Testo fornito -
Caro Professore,
è più corretto dire “avere un incubo” o “fare un incubo?”

Cordiali saluti,

Antonella

 

Cara Antonella,

bella domanda!

Qui la voce ‘incubo’ dello Zingarelli 2012:

 

incubo

[vc. dotta, lat. incubu(m), comp. di in ‘sopra’ e un deriv. da cubare ‘giacere’, riferito allo spirito maligno che si credeva posarsi sul dormiente ¤ 1354]

s. m.

1 Senso di affanno e di apprensione provocato da sogni che spaventano e angosciano: incubi notturni | Il sogno stesso.

2 (fig.) Pensiero angoscioso che inquieta: vivere sotto l’incubo degli esami | Persona fastidiosa, quasi opprimente: quello scocciatore è un vero incubo!

 

Se lei considera l’etimologia, si accorge subito che lo ‘spirito maligno’ lo si subisce, non lo si fa. Perciò senz’altro meglio ‘avere un incubo’. (Mentre invece i sogni ‘si fanno’.)

Materiale grezzo -
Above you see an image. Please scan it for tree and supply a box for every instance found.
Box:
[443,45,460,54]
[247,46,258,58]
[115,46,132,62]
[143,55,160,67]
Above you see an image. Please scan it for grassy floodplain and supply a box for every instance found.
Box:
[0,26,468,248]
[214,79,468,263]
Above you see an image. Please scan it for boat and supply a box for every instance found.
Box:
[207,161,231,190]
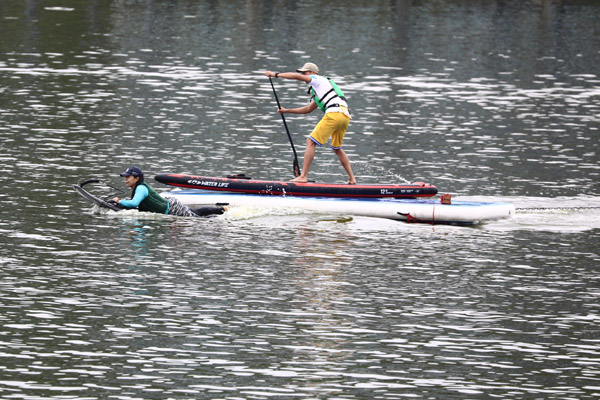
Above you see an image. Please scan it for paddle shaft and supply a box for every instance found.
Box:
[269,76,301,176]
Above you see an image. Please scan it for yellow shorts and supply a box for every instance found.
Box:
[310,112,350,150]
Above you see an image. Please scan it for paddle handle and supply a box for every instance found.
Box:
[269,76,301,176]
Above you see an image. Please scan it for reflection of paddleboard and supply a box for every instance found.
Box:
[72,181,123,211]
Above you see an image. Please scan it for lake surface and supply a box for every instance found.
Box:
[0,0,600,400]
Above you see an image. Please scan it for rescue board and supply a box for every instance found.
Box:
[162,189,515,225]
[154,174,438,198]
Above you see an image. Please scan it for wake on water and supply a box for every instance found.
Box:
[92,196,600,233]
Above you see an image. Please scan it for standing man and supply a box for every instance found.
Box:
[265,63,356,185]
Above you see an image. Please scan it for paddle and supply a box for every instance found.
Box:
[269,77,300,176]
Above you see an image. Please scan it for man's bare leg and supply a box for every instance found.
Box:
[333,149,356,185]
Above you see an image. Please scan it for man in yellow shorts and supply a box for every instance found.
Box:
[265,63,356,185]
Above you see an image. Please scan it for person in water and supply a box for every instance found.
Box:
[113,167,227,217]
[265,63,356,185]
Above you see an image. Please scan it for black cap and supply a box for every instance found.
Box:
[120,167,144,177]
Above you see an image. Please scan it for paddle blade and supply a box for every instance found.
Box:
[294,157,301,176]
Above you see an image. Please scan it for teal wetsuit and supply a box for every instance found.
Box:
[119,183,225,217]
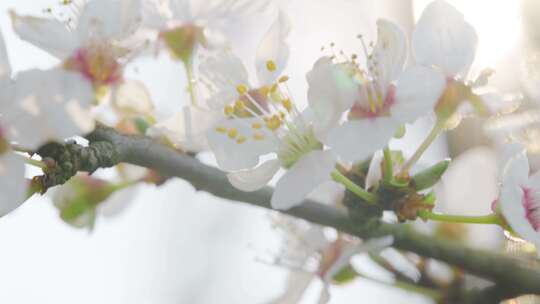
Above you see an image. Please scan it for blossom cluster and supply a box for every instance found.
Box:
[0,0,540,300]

---

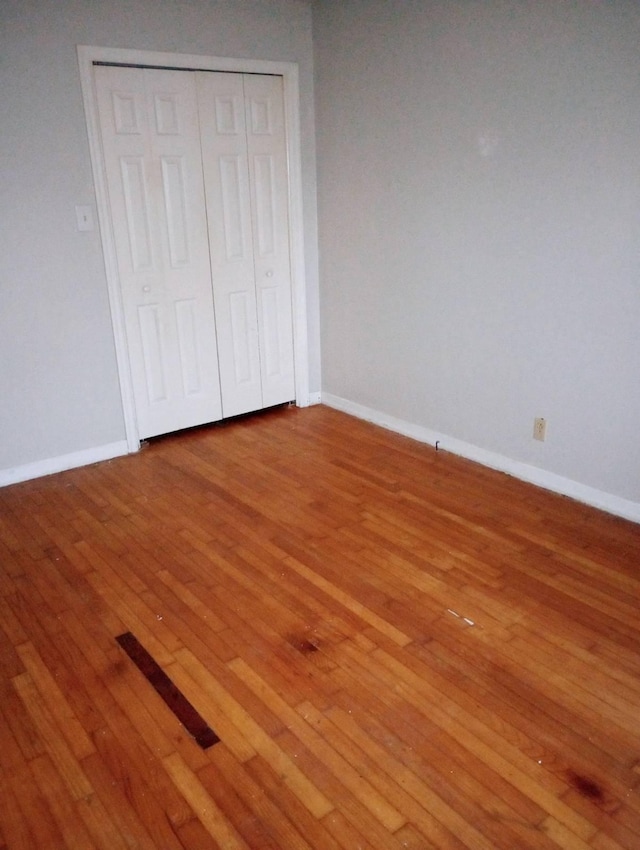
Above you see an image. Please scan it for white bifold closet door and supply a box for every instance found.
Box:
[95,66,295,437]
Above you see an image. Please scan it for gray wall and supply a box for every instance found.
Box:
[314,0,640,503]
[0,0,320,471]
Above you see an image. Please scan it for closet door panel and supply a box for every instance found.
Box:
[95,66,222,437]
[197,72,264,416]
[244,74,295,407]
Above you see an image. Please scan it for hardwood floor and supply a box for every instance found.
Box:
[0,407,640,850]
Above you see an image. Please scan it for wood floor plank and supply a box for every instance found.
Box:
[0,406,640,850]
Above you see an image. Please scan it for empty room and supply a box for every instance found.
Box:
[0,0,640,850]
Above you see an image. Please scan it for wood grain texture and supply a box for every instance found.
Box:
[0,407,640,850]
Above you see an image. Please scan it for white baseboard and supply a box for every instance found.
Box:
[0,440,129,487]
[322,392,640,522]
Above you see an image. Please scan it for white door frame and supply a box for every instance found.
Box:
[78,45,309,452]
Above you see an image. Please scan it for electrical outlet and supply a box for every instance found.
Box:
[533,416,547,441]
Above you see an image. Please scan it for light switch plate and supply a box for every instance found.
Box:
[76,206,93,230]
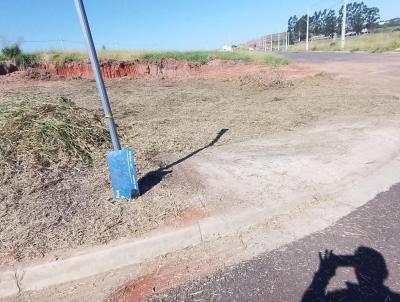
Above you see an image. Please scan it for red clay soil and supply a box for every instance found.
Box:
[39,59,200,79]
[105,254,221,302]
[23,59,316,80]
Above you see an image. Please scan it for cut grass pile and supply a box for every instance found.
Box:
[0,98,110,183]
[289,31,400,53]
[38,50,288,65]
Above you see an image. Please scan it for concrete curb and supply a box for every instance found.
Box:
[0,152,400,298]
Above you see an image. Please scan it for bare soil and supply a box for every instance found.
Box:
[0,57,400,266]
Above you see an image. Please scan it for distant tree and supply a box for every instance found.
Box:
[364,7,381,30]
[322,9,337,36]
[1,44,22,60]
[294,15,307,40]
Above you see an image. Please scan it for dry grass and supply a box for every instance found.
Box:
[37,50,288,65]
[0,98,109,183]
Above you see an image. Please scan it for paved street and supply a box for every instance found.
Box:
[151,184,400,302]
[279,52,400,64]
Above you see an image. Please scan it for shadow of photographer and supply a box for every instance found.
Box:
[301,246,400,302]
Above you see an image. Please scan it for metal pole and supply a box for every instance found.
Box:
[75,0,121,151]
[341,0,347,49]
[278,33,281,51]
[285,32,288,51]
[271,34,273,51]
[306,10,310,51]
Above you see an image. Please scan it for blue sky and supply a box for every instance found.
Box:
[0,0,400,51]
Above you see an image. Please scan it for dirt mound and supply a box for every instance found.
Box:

Esercizi proposti -
A) Riassumi in due frasi il testo sulla scelta tra «avere un incubo» e «fare un incubo».
B) Riprendi il testo sulla scelta tra «avere un incubo» e «fare un incubo» dal punto in cui si interrompe.
Il materiale proviene da un'altra fonte.

Risultati degli esercizi -
A) Antonella chiede se sia più corretto dire «avere un incubo» o «fare un incubo», e il Professore risponde riportando la voce «incubo» dello Zingarelli 2012, che fa derivare la parola dal latino e la riferisce allo spirito maligno che si credeva posarsi sul dormiente. Poiché quello spirito si subisce e non si fa, il Professore conclude che è senz'altro meglio «avere un incubo», mentre i sogni si fanno.

B)
 

“Non tardai ad assopirmi, ma passai una notte terribile; ebbi l’incubo; un fantasma spaventevole s’era buttato sopra di me e mi stringeva, mi soffocava col suo peso; sentivo un affanno, un caldo, una sete, un’oppressura da non dirsi; al mattino mi svegliai come istupidito, mi sembrava di non esser desto; sentiva una gonfiezza penosa nel cuore, e mi pareva che egli si fosse ingrossato, e che urtasse con violenza nelle pareti del petto.” (Tarchetti)

 

“Ma vedevo lo stesso, col pensiero: avevo l’incubo di quel cappellaccio e di quel bastone, lasciati lì, sul parapetto del ponte.” (Pirandello)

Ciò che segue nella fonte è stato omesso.